→ **TO DO**
Could you report every line from the entries that includes the word "white"?

(Region pointing data)
◇ ◇ ◇ ◇ ◇ ◇ ◇

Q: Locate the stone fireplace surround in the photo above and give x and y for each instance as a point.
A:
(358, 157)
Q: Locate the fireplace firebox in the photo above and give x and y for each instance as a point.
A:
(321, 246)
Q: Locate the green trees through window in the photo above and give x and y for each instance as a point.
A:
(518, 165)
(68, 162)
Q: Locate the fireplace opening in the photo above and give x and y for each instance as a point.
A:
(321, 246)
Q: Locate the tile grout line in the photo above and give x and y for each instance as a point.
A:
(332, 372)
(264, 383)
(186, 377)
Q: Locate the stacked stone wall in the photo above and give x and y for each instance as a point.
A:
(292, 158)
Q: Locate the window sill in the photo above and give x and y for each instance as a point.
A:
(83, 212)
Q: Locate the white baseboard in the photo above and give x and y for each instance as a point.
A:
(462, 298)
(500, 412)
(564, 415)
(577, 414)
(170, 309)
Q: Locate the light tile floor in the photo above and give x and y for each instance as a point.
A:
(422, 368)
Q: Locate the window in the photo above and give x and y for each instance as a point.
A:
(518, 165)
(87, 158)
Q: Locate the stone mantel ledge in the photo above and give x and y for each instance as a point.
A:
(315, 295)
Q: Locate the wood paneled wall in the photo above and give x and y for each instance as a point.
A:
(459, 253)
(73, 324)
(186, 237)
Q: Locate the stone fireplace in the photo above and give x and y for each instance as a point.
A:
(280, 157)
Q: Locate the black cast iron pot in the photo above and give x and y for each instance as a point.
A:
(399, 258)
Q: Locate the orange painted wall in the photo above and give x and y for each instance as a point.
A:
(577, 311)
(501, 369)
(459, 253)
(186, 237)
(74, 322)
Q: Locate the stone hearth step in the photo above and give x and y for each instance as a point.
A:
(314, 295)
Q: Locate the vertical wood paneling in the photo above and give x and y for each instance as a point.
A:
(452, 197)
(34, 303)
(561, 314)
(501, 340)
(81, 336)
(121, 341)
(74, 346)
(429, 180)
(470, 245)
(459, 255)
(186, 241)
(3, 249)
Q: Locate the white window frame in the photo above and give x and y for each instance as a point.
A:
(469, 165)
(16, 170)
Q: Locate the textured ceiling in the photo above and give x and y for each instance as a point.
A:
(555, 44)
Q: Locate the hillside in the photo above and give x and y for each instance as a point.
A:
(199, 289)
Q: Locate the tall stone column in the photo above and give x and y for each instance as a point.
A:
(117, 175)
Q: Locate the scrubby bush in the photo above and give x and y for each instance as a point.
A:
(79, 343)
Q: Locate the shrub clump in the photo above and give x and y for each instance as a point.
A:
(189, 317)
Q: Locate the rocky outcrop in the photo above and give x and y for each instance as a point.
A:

◇ ◇ ◇ ◇ ◇ ◇ ◇

→ **EXERCISE ANSWER**
Q: Locate the white baseboard in the photo above and give x and y for each instance as a point.
Q: Locate the white window frame in the photo above and give x and y for each instance as a point.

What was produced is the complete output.